◆ **AIM OF THE TASK**
Among the entries below, find the lines with "lawn" and copy them.

━━━━━━━━

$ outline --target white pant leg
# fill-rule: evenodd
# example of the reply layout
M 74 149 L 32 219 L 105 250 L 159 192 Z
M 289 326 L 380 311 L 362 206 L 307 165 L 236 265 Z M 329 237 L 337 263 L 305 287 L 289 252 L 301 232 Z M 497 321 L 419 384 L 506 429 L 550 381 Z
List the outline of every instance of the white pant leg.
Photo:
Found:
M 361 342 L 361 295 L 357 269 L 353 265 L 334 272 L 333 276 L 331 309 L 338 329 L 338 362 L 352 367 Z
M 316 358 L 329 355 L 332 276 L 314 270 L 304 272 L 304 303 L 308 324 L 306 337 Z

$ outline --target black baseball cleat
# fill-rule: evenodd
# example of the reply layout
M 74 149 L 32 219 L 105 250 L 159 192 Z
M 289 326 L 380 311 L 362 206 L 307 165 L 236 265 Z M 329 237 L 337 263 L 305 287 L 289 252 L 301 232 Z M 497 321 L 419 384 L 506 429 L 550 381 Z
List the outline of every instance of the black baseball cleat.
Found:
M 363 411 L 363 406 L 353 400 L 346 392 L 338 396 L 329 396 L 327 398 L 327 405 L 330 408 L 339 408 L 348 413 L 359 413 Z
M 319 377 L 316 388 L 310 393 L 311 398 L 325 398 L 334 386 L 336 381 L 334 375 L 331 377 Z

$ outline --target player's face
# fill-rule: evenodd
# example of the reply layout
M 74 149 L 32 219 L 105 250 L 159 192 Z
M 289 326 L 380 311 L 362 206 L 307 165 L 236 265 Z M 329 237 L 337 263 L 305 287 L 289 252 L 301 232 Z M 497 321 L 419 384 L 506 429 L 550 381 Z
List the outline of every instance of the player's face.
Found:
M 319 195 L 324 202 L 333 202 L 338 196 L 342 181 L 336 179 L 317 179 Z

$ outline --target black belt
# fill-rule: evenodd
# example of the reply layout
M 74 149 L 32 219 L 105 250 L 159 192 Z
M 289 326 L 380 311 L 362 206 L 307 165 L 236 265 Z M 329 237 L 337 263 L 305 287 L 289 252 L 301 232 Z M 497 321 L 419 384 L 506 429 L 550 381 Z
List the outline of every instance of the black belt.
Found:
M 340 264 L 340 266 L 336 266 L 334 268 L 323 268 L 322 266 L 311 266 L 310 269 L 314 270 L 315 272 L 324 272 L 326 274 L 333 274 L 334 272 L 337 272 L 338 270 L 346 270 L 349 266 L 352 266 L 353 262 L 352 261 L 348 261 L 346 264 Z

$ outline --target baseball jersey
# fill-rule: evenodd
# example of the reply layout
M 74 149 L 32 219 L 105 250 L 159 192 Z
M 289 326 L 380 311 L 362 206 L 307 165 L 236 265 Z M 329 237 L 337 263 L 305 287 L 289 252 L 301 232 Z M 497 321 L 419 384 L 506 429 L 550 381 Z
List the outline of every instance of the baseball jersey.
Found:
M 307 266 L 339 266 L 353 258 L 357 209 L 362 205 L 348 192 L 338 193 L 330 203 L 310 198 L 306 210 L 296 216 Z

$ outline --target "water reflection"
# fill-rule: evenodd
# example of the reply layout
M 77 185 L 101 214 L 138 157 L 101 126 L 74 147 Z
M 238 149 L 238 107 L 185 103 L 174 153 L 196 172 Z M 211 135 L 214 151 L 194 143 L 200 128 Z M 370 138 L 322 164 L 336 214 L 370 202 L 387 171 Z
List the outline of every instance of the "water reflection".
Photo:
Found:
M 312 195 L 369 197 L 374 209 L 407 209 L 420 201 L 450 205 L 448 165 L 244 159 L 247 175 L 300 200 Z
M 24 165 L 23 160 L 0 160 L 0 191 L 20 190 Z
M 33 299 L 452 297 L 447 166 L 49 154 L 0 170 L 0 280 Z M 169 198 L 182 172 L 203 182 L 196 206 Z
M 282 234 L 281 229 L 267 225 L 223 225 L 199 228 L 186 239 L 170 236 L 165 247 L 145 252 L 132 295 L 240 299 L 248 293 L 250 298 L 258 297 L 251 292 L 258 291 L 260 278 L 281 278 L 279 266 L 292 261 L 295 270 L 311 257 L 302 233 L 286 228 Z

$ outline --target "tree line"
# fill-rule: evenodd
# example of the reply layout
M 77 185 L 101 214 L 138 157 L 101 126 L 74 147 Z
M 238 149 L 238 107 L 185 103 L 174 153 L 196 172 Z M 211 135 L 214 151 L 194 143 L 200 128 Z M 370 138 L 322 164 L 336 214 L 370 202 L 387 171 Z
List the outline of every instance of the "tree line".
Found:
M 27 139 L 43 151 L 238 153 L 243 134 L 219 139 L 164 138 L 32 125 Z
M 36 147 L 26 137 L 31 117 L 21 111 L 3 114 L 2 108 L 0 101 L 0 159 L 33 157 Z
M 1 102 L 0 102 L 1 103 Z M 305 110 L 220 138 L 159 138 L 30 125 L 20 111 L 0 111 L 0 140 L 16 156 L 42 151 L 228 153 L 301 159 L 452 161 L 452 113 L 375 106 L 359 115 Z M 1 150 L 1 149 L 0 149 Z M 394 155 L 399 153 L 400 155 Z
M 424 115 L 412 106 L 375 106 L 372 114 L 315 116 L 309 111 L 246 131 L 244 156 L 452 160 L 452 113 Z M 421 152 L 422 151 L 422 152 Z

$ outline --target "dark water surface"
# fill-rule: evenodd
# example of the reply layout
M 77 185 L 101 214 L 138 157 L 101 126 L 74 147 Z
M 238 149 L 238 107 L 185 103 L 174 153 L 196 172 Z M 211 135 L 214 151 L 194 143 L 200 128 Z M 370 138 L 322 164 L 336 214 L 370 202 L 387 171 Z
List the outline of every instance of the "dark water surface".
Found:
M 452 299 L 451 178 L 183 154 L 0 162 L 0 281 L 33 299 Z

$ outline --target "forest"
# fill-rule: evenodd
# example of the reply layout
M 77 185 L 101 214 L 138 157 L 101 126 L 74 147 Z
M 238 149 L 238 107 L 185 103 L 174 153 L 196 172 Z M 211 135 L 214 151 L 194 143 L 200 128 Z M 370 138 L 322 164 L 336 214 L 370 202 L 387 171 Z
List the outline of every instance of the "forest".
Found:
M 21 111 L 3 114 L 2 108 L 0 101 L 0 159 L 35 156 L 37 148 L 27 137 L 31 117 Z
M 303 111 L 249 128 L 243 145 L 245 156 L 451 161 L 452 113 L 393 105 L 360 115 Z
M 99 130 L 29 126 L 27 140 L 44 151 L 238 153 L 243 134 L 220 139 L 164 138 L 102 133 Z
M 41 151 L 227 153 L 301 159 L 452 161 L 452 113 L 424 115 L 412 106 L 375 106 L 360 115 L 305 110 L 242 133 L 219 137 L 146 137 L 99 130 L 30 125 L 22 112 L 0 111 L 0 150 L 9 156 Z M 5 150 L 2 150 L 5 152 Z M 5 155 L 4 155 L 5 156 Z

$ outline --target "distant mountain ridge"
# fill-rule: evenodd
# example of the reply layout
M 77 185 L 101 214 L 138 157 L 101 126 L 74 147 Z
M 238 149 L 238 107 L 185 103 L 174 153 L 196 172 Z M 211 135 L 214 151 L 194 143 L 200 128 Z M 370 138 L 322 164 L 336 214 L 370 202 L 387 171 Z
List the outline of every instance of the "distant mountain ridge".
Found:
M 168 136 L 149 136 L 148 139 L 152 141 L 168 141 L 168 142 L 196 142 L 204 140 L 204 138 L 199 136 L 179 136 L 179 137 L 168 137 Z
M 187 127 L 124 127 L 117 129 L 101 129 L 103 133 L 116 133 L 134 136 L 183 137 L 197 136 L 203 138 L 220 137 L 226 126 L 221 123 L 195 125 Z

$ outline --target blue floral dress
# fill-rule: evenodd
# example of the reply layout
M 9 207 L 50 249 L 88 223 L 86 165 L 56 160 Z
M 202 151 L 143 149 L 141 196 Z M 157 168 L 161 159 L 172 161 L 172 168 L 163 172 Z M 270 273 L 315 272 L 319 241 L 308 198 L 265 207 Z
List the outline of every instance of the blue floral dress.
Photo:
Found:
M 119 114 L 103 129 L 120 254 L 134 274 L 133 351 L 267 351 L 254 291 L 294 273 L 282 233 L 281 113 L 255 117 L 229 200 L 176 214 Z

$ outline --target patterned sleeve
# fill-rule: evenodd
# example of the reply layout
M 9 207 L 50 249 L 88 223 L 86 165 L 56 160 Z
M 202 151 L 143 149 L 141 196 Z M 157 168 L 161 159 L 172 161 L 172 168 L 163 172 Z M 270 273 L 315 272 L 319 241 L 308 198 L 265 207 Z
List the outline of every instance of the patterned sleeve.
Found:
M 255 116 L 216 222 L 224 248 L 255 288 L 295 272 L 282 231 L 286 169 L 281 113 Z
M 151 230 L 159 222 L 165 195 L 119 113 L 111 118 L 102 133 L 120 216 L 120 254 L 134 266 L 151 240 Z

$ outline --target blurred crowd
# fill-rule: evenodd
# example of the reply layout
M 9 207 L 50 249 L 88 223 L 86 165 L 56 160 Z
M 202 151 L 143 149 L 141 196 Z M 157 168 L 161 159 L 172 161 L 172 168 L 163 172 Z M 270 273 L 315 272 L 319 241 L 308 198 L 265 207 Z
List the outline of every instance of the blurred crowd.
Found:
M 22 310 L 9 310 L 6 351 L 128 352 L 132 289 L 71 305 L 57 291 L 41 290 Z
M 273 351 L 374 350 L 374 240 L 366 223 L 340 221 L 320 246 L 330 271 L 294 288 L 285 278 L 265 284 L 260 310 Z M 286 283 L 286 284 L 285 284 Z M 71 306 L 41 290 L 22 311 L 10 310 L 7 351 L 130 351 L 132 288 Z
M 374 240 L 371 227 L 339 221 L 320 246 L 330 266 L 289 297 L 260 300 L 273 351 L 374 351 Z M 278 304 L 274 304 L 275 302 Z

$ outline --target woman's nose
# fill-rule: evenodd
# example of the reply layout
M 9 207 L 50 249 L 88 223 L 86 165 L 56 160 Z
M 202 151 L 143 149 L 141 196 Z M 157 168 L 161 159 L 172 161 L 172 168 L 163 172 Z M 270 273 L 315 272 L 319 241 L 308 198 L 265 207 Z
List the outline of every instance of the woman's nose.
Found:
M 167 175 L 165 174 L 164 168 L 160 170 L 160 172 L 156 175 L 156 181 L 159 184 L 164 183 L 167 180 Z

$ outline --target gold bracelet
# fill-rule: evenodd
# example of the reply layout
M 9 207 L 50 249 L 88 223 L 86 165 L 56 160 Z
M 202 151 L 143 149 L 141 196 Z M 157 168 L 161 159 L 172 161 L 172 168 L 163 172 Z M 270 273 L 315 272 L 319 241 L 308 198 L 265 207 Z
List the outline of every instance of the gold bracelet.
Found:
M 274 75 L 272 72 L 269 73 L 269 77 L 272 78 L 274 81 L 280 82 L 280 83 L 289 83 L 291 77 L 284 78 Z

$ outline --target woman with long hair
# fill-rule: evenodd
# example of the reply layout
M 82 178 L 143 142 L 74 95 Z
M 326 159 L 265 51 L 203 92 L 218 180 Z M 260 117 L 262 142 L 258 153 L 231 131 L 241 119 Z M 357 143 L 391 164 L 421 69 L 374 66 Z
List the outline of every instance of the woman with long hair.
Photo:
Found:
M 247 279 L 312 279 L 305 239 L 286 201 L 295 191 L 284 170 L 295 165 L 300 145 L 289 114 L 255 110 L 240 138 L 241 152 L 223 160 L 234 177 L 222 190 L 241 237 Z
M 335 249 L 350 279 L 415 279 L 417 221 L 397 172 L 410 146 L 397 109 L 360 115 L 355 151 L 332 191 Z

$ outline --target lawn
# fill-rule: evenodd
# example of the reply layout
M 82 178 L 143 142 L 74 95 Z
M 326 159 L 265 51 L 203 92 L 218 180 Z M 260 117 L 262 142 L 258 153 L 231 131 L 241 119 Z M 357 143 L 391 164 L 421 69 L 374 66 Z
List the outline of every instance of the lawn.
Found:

━━━━━━━━

◆ **RESPONSE**
$ outline --target lawn
List the outline of every instance of the lawn.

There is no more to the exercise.